▸ **WHAT IS BEING ASKED**
Rewrite the lines from the one containing "[segment] white built-in shelving unit" to the one containing "[[37,292],[206,292],[214,65],[105,0],[38,0]]", swapping "shelving unit" for "bookcase" and leaving everything else unchanged.

***

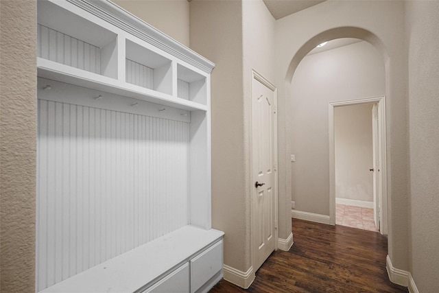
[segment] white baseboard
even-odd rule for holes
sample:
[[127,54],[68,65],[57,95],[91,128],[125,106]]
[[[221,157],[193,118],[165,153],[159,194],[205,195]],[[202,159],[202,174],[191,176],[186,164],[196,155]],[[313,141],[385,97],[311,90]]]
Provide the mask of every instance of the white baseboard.
[[254,281],[256,276],[252,266],[250,266],[247,272],[242,272],[227,265],[223,265],[222,268],[224,280],[242,288],[248,289]]
[[[393,267],[390,257],[388,255],[385,258],[385,268],[389,275],[389,279],[392,283],[407,287],[409,285],[409,276],[410,273],[407,271],[400,270]],[[413,282],[414,285],[414,281]]]
[[329,215],[320,215],[318,213],[308,213],[307,211],[291,211],[291,216],[294,219],[305,220],[305,221],[315,222],[316,223],[331,224]]
[[351,200],[349,198],[335,198],[335,203],[339,204],[346,204],[346,205],[351,205],[353,207],[373,209],[373,202],[366,202],[365,200]]
[[414,283],[414,280],[412,277],[412,274],[409,272],[409,292],[410,293],[419,293],[419,290],[416,288],[416,285]]
[[288,251],[291,246],[293,246],[293,243],[294,242],[293,242],[293,233],[292,232],[287,239],[277,239],[277,248],[281,250]]

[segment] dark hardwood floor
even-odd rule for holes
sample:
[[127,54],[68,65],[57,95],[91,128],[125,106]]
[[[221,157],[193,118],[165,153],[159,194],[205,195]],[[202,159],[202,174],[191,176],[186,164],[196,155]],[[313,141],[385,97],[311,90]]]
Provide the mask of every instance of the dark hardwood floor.
[[222,280],[210,292],[407,292],[385,270],[387,237],[343,226],[293,220],[294,244],[275,251],[250,288]]

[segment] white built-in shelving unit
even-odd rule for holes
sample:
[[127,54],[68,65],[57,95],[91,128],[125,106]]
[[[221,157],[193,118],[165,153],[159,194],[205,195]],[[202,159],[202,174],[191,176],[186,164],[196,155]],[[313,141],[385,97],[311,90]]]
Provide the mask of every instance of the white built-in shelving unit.
[[37,292],[206,292],[214,65],[105,0],[38,0]]

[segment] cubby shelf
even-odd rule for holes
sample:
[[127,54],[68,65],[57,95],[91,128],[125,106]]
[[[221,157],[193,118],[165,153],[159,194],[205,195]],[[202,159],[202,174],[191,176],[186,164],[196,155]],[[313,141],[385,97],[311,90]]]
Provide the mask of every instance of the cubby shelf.
[[38,75],[91,89],[187,110],[207,110],[207,106],[115,80],[54,61],[37,58]]
[[[163,34],[157,46],[157,40],[148,36],[159,33],[154,27],[110,1],[93,2],[38,1],[38,76],[184,110],[207,110],[213,63]],[[143,25],[143,34],[133,36],[115,25],[120,21],[112,24],[78,10],[95,5],[104,10],[100,16],[107,21],[108,14],[116,11],[130,18],[129,27]],[[126,29],[126,24],[122,27]],[[187,60],[193,64],[185,64]]]

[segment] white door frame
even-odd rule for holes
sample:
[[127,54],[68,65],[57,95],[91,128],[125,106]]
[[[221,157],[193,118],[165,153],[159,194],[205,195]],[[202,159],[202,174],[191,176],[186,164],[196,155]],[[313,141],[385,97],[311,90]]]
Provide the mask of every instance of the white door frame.
[[[274,92],[274,109],[276,111],[276,114],[277,114],[277,88],[269,82],[267,79],[265,79],[263,76],[257,72],[254,69],[252,69],[252,80],[250,84],[250,89],[252,89],[252,83],[254,81],[258,81],[261,82],[264,86],[267,86],[270,90]],[[250,98],[252,98],[253,93],[252,90],[250,90]],[[252,106],[250,108],[250,117],[252,116]],[[276,115],[277,116],[277,115]],[[250,141],[252,141],[253,139],[253,125],[252,124],[250,126]],[[273,152],[274,152],[274,158],[276,161],[274,162],[274,249],[277,250],[278,246],[278,154],[277,154],[277,119],[274,119],[273,121],[273,134],[274,134],[274,141],[273,141]],[[250,170],[251,174],[251,178],[250,180],[250,187],[249,188],[251,190],[251,198],[252,201],[253,198],[255,198],[257,189],[254,188],[254,182],[253,181],[253,147],[252,143],[250,144]],[[255,227],[257,226],[256,223],[254,223],[254,216],[253,211],[253,202],[252,202],[251,205],[251,229],[252,231],[254,231]],[[254,245],[257,239],[254,239],[254,233],[252,233],[252,268],[254,268],[254,264],[256,263],[256,250],[257,247]],[[255,272],[253,272],[254,273]]]
[[379,176],[381,181],[381,207],[380,232],[388,234],[387,211],[387,158],[385,134],[385,97],[370,97],[329,103],[329,222],[335,224],[335,145],[334,140],[334,108],[343,106],[377,103],[378,104],[379,128],[381,130],[381,161]]

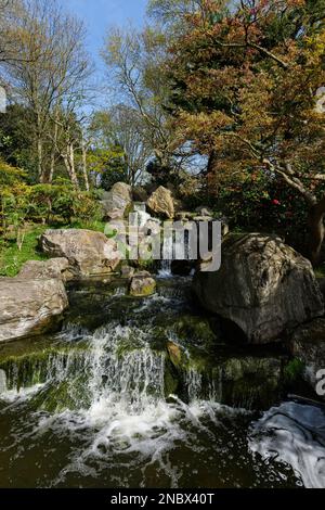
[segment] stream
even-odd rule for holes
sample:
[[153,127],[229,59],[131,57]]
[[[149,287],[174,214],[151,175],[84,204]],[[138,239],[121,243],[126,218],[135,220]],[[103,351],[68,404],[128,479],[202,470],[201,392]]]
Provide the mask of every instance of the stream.
[[0,487],[325,487],[324,407],[263,393],[167,272],[74,284],[60,333],[0,347]]

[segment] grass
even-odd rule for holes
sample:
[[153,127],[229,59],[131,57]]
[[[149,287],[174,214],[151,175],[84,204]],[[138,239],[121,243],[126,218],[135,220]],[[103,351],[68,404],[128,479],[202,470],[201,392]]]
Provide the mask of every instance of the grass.
[[70,225],[31,225],[25,234],[22,250],[20,251],[15,240],[1,241],[0,239],[0,277],[15,277],[27,260],[46,260],[48,257],[38,252],[38,238],[49,228],[88,229],[104,232],[103,221],[74,221]]
[[27,260],[44,260],[47,256],[37,251],[38,238],[48,227],[37,226],[28,230],[22,250],[15,241],[0,244],[0,276],[15,277]]

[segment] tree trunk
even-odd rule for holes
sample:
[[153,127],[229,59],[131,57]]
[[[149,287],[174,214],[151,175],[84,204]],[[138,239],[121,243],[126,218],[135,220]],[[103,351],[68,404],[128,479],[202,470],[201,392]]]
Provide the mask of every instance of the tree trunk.
[[[55,118],[57,114],[55,113]],[[58,133],[58,126],[57,123],[54,122],[54,133],[53,133],[53,143],[51,150],[51,162],[50,162],[50,174],[49,174],[49,183],[52,184],[54,169],[55,169],[55,154],[56,154],[56,144],[57,144],[57,133]]]
[[309,209],[309,252],[314,267],[321,263],[321,251],[324,240],[325,196]]
[[75,168],[75,149],[72,143],[67,143],[66,153],[62,154],[62,157],[74,188],[79,190],[80,188]]
[[86,191],[89,191],[90,186],[89,186],[89,178],[88,178],[88,171],[87,171],[87,149],[86,149],[83,140],[82,140],[81,150],[82,150],[82,174],[83,174],[83,180],[84,180],[84,188],[86,188]]
[[44,183],[46,176],[43,174],[43,143],[39,135],[37,137],[37,158],[38,178],[41,183]]

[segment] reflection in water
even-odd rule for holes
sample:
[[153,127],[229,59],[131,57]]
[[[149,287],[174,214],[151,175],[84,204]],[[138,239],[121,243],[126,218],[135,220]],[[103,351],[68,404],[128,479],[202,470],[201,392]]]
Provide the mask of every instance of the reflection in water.
[[287,401],[252,425],[249,447],[264,459],[287,462],[306,487],[325,488],[325,410]]

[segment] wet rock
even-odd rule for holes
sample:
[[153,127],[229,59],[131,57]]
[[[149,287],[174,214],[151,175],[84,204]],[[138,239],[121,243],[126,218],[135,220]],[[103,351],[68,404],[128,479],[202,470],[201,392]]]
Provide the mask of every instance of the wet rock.
[[67,258],[77,278],[110,273],[120,262],[116,242],[92,230],[47,230],[40,246],[52,257]]
[[156,281],[148,271],[136,272],[130,284],[130,295],[135,297],[145,297],[154,294],[156,291]]
[[146,202],[148,199],[146,190],[141,186],[135,186],[135,188],[133,188],[132,196],[134,202]]
[[105,192],[102,200],[104,215],[108,219],[123,218],[132,204],[132,188],[125,182],[117,182],[112,190]]
[[213,216],[212,211],[209,207],[206,207],[204,205],[200,205],[199,207],[196,207],[195,213],[197,213],[196,216]]
[[134,272],[135,272],[134,267],[130,267],[130,266],[122,266],[120,270],[122,278],[128,278],[128,279],[133,278]]
[[325,319],[314,319],[297,328],[289,347],[292,356],[303,364],[303,378],[315,391],[321,379],[317,374],[325,370]]
[[324,314],[310,262],[274,235],[229,234],[221,269],[198,271],[193,290],[202,306],[237,324],[252,344],[275,342]]
[[174,201],[172,193],[167,188],[164,188],[164,186],[160,186],[156,191],[154,191],[146,204],[154,214],[161,215],[169,219],[174,217]]
[[32,280],[61,278],[63,281],[73,279],[67,258],[51,258],[50,260],[28,260],[20,271],[18,278]]
[[61,279],[0,279],[0,342],[53,330],[68,307]]

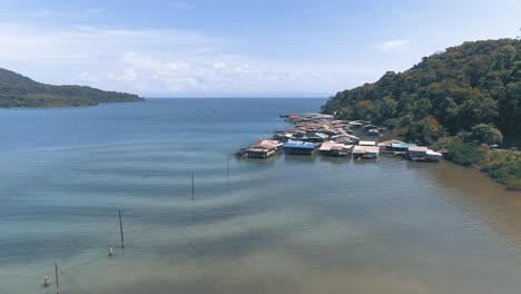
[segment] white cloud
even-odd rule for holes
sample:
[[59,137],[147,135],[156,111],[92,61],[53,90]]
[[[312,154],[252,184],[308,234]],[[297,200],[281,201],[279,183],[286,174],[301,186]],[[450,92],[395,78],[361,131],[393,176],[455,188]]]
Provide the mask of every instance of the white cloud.
[[104,13],[105,11],[107,11],[107,9],[105,7],[89,8],[89,9],[85,10],[85,12],[87,12],[89,14]]
[[411,41],[401,39],[401,40],[389,40],[380,45],[384,51],[402,50],[409,47]]
[[334,92],[350,87],[355,77],[371,80],[383,71],[272,61],[224,46],[223,40],[184,30],[43,30],[0,23],[0,67],[43,82],[144,96]]
[[214,63],[214,68],[215,68],[215,69],[225,69],[225,68],[226,68],[226,63],[225,63],[225,62],[215,62],[215,63]]
[[193,9],[194,4],[184,2],[184,1],[170,1],[168,4],[175,9],[184,10],[184,9]]
[[134,68],[126,68],[122,74],[109,74],[109,78],[114,80],[126,80],[126,81],[135,81],[138,75]]

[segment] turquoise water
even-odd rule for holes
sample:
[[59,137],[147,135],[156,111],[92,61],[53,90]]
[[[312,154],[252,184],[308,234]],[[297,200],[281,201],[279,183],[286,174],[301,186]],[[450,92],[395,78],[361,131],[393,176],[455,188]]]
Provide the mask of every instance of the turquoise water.
[[518,293],[521,195],[475,170],[279,155],[228,176],[324,101],[0,110],[0,293],[55,293],[55,261],[62,293]]

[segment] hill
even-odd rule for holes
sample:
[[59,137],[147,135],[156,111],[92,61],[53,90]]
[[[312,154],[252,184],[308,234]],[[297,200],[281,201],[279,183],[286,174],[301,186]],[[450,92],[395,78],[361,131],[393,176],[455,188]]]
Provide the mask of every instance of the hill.
[[0,107],[71,107],[134,102],[137,95],[104,91],[85,86],[52,86],[0,68]]
[[337,92],[322,111],[368,119],[420,144],[460,136],[490,144],[504,137],[508,146],[519,146],[521,40],[448,48],[404,72],[389,71],[374,84]]

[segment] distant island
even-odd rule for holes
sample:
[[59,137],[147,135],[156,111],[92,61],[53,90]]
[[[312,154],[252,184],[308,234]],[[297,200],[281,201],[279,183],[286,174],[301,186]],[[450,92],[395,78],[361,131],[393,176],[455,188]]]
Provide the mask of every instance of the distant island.
[[322,112],[383,125],[521,189],[519,39],[448,48],[404,72],[389,71],[374,84],[337,92]]
[[104,91],[86,86],[52,86],[0,68],[0,107],[79,107],[136,102],[134,94]]

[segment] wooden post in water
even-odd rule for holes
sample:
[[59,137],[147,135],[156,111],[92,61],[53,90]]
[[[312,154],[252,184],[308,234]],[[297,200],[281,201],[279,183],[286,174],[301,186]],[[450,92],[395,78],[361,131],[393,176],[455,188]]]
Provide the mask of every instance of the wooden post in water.
[[226,155],[226,170],[228,171],[228,177],[229,177],[229,154]]
[[194,182],[194,173],[191,173],[191,200],[195,199],[195,182]]
[[125,248],[125,238],[122,234],[122,222],[121,222],[121,209],[118,209],[118,214],[119,214],[119,233],[121,235],[121,248]]
[[58,277],[58,263],[55,261],[56,294],[60,294],[60,280]]

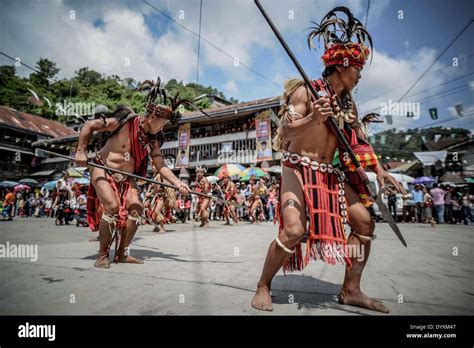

***

▸ **EXERCISE ANSWER**
[segment] white built-in bookcase
even-odd rule for holes
sample:
[[127,54],[68,65],[57,95],[91,128],[125,106]]
[[[221,157],[193,118],[165,153],[159,194],[205,195]],[[202,159],[202,174],[191,176],[186,164],[196,155]],[[313,141],[385,97],[311,90]]]
Provide the mask of every instance of the white built-in bookcase.
[[37,292],[206,292],[214,65],[105,0],[38,0]]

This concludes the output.